Point-based annotation data:
---
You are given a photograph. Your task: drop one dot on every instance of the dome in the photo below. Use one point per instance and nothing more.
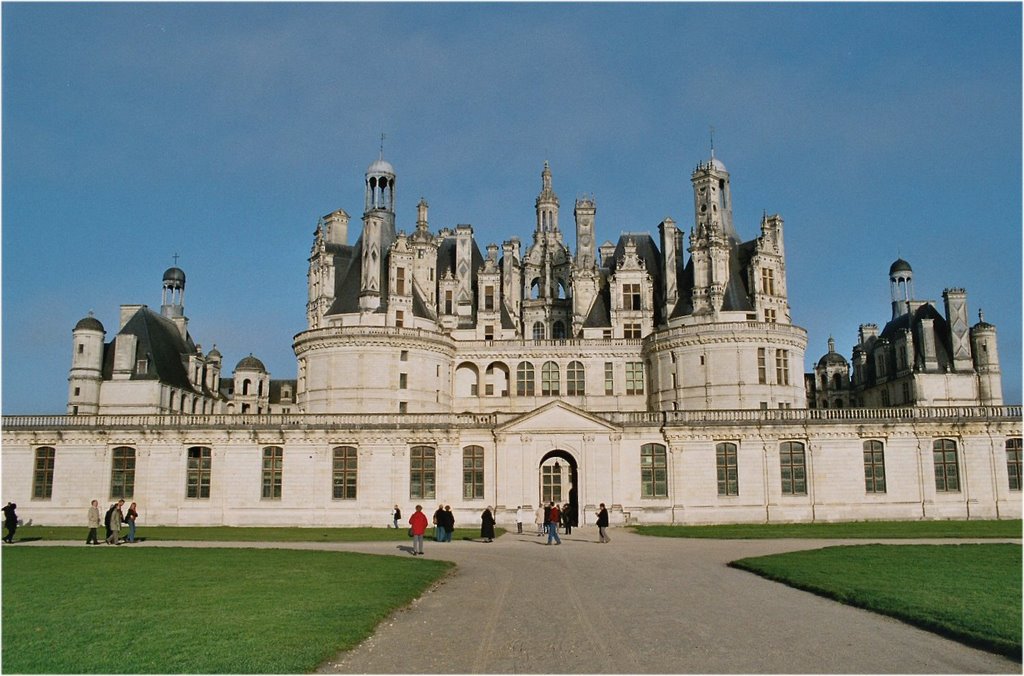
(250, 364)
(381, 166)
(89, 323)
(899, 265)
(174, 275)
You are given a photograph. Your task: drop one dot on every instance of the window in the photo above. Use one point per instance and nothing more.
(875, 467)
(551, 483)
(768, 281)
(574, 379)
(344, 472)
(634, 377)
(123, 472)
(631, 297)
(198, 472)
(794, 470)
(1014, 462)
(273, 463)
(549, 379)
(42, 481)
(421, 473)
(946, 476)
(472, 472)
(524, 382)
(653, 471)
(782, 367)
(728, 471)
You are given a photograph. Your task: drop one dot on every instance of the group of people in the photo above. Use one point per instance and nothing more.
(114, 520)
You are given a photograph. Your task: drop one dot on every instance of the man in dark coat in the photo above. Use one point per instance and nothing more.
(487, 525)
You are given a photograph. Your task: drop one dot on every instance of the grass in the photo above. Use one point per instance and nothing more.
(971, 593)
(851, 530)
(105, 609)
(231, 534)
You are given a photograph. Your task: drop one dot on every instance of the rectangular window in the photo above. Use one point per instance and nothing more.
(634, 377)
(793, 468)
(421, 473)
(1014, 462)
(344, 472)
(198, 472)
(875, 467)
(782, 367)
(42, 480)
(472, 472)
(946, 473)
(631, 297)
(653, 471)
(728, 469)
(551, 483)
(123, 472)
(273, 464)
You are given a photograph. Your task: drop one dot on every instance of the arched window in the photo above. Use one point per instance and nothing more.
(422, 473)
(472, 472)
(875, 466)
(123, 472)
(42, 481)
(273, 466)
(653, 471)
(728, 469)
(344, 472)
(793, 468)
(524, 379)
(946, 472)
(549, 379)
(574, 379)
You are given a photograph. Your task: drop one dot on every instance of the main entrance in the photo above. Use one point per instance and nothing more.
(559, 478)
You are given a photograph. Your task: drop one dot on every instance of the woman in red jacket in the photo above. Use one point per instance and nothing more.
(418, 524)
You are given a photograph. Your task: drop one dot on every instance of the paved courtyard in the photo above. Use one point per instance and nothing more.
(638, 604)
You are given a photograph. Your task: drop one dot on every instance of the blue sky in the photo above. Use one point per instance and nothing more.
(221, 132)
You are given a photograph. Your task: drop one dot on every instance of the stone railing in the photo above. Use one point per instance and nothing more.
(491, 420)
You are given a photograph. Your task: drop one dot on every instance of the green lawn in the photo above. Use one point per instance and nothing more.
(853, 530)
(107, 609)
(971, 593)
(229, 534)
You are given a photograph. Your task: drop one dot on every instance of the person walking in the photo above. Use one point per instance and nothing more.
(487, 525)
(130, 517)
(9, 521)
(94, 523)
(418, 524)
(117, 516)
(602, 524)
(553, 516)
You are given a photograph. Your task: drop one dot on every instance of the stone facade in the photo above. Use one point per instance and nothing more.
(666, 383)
---
Directions for this task:
From the records given above, reproduce all text exactly and exclude each picture.

Result of the task:
You are given a photograph. Your task: drop one dot on every instance of the dome in the photo below. Use one point per instance and nothing more.
(250, 364)
(381, 166)
(89, 323)
(899, 265)
(174, 275)
You are given a photograph. Your task: drop one dot on every instance of the window in the photo above. Use one point per instance and nothing more.
(875, 467)
(551, 483)
(768, 281)
(574, 379)
(344, 472)
(634, 377)
(123, 472)
(631, 297)
(198, 472)
(794, 470)
(1014, 462)
(273, 463)
(549, 379)
(42, 481)
(421, 473)
(946, 476)
(472, 472)
(524, 382)
(653, 471)
(782, 367)
(728, 471)
You are given a photograph. Your task: drop one dot on every instance of the group of people in the photo above. Use one point per instance and nothing more.
(114, 520)
You are given a photograph. Your task: drop one dot on every instance of the man in dark coat in the photo above. Use one point per instance and nothing more.
(487, 525)
You are given a photograph. Your task: drop one dot on every instance of the grass in the photo above. Use one point per instance and nothing more.
(971, 593)
(851, 530)
(105, 609)
(231, 534)
You are given a photograph. Your task: drop one dot on every instance of the rectangular window in the photo above. Use one point per instance and nothing more.
(634, 377)
(793, 468)
(421, 473)
(1014, 462)
(344, 472)
(198, 472)
(875, 467)
(782, 367)
(42, 480)
(472, 472)
(946, 473)
(631, 297)
(653, 471)
(728, 469)
(551, 483)
(123, 472)
(273, 464)
You are given a photograph. Your task: drop one dot on every instance of the arched window in the photo above. Use one point per instance and nothing more.
(422, 473)
(472, 472)
(875, 466)
(123, 472)
(42, 481)
(273, 466)
(653, 471)
(728, 469)
(344, 472)
(793, 468)
(524, 379)
(946, 472)
(549, 379)
(574, 379)
You are given a photograph. Your task: drop one dot on every instance of the main entrance in the photo above. Use one point per instance and nothing more.
(559, 478)
You are given a photograph. Your task: drop one dot on every instance of the woman in red jacket in the photo above. Use one point per instance and nothing more.
(418, 524)
You are given a photograph. Your task: drop one dot on every instance of the paved courtyard in the photo above. Use one point per instance and nothing more.
(638, 604)
You are given a photograph. Your task: drop one dot on every instance of the blue sky in the photo above. Use one point per instance and nothing more.
(221, 132)
You are given a photograph. Your task: drop one dot on every instance of the stone railing in the photo above. Use one point per instance and nothing more.
(491, 420)
You are given a photograph. Your task: drop one dot on every instance of the green lawn in the photo above. Use one point per instance and nothing more.
(853, 530)
(107, 609)
(971, 593)
(229, 534)
You are given a photograph. Your task: drop one dot on every instance of the person walking in the photo above. Use one point per instance and nothing more.
(487, 525)
(130, 517)
(9, 521)
(94, 523)
(418, 524)
(117, 516)
(602, 524)
(553, 516)
You are given a photograph. Your task: drop one dot on every instance of the stone facade in the photo above. Use one point per instance and nothing more.
(666, 383)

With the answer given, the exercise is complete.